+++ Given passage +++

Refining amino acid hydrophobicity for dynamics simulation of membrane proteins

Department of Pharmaceutical Sciences, College of Pharmacy, University of New England, Portland, Maine, United States
DOI
10.7287/peerj.preprints.3306v1
Subject Areas
Biophysics, Computational Biology, Computational Science
Keywords
membrane protein, molecular dynamics simulation, hydrophobicity scale, coarse-grained force field, bilayer permeation
Copyright
© 2017 Hills, Jr
Licence
This is an open access article distributed under the terms of the Creative Commons Attribution License, which permits unrestricted use, distribution, reproduction and adaptation in any medium and for any purpose provided that it is properly attributed. For attribution, the original author(s), title, publication source (PeerJ Preprints) and either DOI or URL of the article must be cited.
Cite this article
Hills, Jr RD. 2017. Refining amino acid hydrophobicity for dynamics simulation of membrane proteins. PeerJ Preprints 5:e3306v1

Abstract

Coarse-grained simulations enable the study of membrane proteins in the context of their native environment but require reliable parameters. The CgProt force field is assessed by comparing the potentials of mean force for sidechain insertion in a DOPC bilayer to results reported for atomistic molecular dynamics simulations. The reassignment of polar sidechain sites was found to improve the attractive interfacial behavior of tyrosine, phenylalanine and asparagine as well as charged lysine and arginine residues. The solvation energy at membrane depths of 0, 1.3 and 1.7 nm correlate with experimental partition coefficients in aqueous mixtures of cyclohexane, octanol and POPC, respectively, for sidechain analogs and Wimley-White peptides. These data points can be used to further discriminate between alternate force field parameters. Available partitioning data was also used to reparameterize the representation of the polar peptide backbone for non-alanine residues. The newly developed force field, CgProt 2.4, correctly predicts the global energy minimum in the potentials of mean force for insertion of the uncharged membrane-associated peptides LS3 and WALP23. CgProt will find application in molecular dynamics simulations of a variety of membrane protein systems.

Author Comment

This is a submission to PeerJ for review.

Supplemental Information

CgProt 2.4 Force Field

Version 2.4 of the CgProt force field is included as a tar.gz archive. The package includes parameter text files, Python scripts, and equilibrated bilayer coordinates needed for simulations in Gromacs.

+++ Excerpted records +++

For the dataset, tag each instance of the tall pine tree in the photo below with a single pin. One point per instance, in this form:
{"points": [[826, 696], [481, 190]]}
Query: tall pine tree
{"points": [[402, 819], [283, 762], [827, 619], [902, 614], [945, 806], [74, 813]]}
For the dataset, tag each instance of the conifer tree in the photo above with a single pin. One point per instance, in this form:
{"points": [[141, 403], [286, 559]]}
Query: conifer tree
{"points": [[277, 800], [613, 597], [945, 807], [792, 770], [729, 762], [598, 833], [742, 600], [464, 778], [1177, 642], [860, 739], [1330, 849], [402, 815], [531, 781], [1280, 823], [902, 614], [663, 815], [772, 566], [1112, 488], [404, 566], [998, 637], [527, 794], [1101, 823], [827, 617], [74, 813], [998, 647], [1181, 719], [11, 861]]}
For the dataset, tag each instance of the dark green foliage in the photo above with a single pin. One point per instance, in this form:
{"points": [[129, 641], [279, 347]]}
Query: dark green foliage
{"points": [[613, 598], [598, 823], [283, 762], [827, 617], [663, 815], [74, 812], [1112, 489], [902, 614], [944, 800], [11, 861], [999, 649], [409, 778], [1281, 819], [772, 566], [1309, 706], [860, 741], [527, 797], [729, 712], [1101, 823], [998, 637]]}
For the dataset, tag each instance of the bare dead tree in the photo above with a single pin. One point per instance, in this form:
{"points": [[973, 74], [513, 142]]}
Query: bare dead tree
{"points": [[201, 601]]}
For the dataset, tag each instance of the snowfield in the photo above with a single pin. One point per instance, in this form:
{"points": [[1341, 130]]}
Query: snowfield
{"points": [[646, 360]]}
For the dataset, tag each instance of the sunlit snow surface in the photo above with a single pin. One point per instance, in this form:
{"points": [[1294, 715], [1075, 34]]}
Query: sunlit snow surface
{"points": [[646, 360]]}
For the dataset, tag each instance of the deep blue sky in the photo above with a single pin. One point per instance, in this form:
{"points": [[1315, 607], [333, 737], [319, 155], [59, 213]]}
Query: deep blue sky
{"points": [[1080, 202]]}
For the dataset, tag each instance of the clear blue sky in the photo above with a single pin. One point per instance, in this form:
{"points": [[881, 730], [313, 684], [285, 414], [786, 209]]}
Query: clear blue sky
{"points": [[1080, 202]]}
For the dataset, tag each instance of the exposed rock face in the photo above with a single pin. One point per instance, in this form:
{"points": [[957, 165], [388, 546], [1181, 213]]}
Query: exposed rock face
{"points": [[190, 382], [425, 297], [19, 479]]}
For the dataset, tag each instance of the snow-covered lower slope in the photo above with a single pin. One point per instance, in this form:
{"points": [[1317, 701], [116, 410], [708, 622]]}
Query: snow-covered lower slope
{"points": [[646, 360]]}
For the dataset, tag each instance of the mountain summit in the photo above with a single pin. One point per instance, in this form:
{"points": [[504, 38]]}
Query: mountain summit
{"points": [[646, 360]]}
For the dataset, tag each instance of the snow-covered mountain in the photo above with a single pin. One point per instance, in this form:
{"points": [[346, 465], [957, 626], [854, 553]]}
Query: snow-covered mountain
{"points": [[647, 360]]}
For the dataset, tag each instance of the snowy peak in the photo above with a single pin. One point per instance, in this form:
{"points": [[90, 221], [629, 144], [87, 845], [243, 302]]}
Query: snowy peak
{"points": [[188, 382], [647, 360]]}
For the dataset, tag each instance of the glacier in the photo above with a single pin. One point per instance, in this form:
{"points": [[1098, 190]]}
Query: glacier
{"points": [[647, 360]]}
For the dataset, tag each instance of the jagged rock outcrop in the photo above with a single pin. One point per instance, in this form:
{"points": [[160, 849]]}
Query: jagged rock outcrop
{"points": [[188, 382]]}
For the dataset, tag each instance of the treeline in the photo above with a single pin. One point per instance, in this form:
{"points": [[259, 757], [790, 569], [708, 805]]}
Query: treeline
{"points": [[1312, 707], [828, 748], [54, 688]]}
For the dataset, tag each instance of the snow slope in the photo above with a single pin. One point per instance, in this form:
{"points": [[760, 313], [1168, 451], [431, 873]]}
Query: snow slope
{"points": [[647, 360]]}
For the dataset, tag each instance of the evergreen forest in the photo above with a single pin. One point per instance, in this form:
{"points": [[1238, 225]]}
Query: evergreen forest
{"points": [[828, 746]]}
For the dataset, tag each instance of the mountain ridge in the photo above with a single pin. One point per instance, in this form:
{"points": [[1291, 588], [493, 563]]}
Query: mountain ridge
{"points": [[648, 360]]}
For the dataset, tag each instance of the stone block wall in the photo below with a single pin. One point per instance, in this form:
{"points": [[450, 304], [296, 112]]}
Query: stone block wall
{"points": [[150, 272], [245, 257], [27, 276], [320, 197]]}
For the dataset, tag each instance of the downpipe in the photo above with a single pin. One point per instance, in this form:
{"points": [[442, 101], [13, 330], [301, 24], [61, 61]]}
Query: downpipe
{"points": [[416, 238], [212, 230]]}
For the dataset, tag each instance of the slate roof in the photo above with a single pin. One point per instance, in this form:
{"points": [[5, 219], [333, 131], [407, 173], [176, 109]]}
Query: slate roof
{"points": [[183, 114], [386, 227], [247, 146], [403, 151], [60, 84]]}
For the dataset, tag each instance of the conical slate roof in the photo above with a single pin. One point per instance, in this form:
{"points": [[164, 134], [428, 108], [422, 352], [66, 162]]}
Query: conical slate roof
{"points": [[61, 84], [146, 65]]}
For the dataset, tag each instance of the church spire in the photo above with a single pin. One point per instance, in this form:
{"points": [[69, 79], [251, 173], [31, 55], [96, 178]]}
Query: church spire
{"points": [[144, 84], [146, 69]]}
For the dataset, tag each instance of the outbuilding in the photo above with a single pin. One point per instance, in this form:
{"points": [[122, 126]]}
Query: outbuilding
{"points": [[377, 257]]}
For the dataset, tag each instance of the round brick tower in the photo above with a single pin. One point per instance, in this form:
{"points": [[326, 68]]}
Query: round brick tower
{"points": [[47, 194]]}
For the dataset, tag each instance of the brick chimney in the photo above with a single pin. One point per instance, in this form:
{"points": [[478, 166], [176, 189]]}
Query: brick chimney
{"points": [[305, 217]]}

+++

— Task list —
1 > Reproduce the part of the CgProt preprint page that opens with the words containing "Author Comment" and closes with "simulations in Gromacs.".
2 > Answer these questions from the CgProt preprint page:
(a) In what kind of bilayer were the potentials of mean force for sidechain insertion compared?
(b) Which simulation software are the equilibrated bilayer coordinates in the supplemental package meant for?
(c) For which two uncharged membrane-associated peptides does CgProt 2.4 correctly predict the global energy minimum?
Answer using only the CgProt preprint page.

— Answer list —
1 >
Author Comment

This is a submission to PeerJ for review.

Supplemental Information

CgProt 2.4 Force Field

Version 2.4 of the CgProt force field is included as a tar.gz archive. The package includes parameter text files, Python scripts, and equilibrated bilayer coordinates needed for simulations in Gromacs.

2 >
(a) A DOPC bilayer.
(b) Gromacs.
(c) LS3 and WALP23.